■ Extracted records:
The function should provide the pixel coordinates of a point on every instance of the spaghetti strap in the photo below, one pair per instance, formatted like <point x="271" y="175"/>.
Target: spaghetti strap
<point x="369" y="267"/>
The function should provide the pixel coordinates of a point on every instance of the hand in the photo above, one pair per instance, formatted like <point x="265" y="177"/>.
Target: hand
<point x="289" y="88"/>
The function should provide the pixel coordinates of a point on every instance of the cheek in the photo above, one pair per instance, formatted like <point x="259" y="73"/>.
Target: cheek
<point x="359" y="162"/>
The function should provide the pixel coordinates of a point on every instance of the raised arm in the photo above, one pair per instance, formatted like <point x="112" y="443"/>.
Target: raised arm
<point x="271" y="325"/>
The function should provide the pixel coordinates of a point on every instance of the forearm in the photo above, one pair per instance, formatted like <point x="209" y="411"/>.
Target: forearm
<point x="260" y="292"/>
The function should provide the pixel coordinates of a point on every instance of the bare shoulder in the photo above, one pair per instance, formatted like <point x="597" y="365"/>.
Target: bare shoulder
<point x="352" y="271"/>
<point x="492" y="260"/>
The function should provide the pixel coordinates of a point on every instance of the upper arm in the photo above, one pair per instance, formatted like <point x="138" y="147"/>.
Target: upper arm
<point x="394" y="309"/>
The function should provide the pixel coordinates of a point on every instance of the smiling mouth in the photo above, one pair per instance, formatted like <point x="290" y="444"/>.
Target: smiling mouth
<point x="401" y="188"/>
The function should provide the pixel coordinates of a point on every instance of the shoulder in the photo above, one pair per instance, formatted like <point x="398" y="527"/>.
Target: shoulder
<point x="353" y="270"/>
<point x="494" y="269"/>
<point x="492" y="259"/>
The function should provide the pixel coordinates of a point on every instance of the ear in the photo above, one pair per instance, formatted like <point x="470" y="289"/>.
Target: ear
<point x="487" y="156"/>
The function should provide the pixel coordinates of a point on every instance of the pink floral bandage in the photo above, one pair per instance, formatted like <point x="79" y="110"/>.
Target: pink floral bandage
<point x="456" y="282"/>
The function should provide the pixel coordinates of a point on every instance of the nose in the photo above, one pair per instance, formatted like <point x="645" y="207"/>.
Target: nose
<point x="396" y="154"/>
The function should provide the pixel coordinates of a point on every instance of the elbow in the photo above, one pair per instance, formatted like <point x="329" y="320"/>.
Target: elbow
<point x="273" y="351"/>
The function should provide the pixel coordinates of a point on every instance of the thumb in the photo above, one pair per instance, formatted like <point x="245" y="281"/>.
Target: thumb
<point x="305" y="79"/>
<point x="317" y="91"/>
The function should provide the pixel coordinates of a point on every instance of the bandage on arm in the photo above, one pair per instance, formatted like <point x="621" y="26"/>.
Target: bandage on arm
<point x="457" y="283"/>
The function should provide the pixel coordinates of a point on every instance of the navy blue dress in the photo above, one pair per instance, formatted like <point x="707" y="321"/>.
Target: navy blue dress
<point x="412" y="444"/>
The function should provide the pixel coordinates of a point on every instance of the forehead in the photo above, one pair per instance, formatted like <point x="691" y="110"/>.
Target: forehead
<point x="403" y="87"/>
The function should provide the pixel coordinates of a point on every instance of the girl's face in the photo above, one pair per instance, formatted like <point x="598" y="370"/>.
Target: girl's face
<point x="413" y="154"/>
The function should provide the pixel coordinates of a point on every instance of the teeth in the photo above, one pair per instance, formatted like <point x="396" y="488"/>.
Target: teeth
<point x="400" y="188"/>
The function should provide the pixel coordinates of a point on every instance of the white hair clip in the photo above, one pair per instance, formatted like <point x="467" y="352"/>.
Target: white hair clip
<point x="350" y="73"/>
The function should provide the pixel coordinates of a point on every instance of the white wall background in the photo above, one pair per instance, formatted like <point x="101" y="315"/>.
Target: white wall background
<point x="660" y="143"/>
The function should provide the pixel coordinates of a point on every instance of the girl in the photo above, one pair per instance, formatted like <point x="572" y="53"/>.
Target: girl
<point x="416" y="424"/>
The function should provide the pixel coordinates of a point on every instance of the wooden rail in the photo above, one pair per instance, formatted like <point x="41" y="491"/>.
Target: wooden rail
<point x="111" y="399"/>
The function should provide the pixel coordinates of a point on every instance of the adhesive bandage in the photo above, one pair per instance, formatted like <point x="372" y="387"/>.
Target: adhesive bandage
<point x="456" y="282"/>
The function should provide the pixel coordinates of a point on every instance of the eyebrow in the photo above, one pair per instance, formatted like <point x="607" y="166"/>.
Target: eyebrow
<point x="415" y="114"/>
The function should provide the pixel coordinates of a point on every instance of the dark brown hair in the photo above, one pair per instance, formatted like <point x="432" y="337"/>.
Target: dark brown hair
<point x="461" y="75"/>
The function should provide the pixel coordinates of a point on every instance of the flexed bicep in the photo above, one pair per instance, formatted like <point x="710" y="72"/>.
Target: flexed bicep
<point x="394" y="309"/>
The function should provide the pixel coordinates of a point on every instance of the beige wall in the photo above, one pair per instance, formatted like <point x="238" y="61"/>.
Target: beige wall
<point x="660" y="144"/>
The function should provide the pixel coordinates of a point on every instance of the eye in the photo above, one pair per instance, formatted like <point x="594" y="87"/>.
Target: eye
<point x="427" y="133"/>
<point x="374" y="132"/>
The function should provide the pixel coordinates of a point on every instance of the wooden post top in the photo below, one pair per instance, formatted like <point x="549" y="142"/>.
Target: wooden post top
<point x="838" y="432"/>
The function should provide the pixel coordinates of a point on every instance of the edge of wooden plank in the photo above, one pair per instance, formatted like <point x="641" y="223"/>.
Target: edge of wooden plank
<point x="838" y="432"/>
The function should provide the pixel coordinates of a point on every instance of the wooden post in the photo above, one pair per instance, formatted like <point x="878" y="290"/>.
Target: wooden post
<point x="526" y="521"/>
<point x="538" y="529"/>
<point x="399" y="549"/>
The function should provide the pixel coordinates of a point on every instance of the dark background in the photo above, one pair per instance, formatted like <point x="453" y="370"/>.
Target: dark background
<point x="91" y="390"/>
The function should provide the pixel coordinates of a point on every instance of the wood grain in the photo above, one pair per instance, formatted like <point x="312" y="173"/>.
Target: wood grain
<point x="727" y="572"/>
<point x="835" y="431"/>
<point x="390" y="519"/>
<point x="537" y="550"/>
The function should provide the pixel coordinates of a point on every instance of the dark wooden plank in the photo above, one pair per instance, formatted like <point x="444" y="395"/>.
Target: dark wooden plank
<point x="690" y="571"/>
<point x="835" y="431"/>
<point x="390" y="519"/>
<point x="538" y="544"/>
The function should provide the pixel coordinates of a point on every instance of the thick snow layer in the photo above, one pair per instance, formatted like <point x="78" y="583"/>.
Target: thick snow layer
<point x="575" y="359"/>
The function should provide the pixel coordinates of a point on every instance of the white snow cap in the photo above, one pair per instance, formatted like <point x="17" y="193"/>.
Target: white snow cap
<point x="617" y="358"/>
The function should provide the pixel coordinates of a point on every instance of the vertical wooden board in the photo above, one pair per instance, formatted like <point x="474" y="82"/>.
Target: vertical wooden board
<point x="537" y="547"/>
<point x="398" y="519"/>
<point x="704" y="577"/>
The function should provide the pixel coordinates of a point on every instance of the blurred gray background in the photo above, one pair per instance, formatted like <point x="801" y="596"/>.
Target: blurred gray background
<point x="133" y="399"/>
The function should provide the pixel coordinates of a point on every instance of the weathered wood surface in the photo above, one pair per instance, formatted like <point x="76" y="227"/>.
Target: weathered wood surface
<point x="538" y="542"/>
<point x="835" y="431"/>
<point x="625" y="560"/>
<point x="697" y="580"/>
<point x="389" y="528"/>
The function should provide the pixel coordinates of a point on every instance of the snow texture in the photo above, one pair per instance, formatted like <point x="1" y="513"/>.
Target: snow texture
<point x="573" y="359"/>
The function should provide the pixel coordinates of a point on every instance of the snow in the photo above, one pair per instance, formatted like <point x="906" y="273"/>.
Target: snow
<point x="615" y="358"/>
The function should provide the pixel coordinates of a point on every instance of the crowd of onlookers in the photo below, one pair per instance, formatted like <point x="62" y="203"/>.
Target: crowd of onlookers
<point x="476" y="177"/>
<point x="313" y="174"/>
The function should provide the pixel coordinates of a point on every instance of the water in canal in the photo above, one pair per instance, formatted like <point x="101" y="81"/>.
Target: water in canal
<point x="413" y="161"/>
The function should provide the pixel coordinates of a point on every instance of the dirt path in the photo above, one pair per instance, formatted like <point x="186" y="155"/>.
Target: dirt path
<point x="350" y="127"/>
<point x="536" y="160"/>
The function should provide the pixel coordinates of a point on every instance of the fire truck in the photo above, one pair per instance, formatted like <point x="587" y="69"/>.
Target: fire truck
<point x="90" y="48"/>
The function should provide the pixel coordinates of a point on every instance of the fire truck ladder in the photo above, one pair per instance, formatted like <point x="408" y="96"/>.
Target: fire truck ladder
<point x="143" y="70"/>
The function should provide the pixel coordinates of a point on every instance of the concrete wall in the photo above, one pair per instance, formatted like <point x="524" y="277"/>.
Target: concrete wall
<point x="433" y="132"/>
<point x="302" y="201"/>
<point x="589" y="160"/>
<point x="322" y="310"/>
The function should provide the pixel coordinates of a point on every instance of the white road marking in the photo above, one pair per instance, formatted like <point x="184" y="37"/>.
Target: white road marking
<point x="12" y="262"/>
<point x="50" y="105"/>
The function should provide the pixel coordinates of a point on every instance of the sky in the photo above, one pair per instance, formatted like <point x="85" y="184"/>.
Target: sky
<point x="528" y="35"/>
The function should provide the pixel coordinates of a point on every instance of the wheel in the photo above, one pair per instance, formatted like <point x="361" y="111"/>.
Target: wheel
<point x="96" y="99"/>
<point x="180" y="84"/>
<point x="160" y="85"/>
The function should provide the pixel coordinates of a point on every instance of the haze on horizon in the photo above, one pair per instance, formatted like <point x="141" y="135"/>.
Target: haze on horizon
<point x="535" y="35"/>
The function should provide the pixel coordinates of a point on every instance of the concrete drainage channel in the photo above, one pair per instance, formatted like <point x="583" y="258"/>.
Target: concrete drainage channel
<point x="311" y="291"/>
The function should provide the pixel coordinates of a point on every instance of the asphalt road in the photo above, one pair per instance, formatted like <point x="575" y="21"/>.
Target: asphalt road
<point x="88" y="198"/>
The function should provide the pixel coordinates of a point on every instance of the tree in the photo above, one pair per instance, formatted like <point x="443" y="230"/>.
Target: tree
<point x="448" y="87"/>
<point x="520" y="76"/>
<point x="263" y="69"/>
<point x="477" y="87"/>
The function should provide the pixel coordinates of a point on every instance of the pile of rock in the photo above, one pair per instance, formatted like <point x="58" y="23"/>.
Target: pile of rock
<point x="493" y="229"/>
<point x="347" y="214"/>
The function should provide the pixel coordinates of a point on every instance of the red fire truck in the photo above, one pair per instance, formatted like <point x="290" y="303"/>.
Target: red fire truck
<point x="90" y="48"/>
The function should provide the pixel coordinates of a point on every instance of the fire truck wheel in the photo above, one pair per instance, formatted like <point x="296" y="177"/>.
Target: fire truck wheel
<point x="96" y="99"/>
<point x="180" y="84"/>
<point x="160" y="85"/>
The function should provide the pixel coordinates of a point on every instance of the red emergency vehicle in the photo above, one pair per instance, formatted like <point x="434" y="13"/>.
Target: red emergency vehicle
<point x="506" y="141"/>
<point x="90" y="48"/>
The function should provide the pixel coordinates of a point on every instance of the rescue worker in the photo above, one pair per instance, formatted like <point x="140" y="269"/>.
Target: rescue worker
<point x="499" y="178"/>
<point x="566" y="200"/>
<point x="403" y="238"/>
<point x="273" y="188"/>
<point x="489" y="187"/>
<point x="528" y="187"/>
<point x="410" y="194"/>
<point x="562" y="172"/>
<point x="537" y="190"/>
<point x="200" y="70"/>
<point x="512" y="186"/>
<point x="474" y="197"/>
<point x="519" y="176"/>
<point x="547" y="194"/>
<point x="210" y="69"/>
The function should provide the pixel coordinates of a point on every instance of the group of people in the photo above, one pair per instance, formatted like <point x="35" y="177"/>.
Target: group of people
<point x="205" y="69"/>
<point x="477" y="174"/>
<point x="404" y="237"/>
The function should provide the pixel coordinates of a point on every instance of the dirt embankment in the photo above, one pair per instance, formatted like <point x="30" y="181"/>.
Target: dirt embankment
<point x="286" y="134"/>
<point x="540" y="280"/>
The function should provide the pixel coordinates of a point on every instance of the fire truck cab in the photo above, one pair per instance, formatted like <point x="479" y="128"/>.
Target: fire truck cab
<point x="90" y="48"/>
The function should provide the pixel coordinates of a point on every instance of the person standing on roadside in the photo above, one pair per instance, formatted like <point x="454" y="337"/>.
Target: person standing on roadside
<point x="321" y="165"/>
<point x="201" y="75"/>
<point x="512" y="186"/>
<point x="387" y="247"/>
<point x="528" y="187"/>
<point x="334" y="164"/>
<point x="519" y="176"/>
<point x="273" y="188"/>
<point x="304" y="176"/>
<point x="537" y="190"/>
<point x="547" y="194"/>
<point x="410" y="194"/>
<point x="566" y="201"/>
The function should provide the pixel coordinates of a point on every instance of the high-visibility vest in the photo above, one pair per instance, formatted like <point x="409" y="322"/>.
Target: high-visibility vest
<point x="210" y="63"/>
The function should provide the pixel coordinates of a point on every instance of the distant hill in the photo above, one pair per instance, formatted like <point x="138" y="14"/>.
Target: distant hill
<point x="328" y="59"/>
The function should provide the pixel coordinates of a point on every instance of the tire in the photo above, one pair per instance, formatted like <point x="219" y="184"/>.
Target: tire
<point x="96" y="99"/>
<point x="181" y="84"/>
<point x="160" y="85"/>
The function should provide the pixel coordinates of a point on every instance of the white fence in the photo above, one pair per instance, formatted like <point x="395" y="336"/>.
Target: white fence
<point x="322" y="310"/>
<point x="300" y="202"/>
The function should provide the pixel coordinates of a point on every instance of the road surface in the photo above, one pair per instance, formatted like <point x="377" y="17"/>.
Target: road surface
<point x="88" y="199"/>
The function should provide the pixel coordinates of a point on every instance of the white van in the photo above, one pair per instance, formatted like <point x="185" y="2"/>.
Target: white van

■ PROBLEM: Render the lines of the records, starting at the line that contains "the white fence" and ending at the last line of the records, as a Markdown table with the columns Row and Line. Number each row and omit blank lines.

■ RESPONSE BELOW:
| Row | Line |
|---|---|
| 1 | The function should provide the pixel coordinates of a point on every instance of the white fence in the photo above, one pair per instance, formatted like <point x="395" y="336"/>. |
| 2 | Target: white fence |
| 3 | <point x="322" y="310"/> |
| 4 | <point x="300" y="202"/> |
| 5 | The function should provide the pixel coordinates of a point on every instance of the road surface in the photo above, one pair per instance, formatted like <point x="377" y="17"/>. |
| 6 | Target: road surface |
| 7 | <point x="88" y="199"/> |
| 8 | The function should provide the pixel coordinates of a point on every instance of the white van in the photo above, one pair per instance, formatted like <point x="185" y="2"/>. |
| 9 | Target: white van |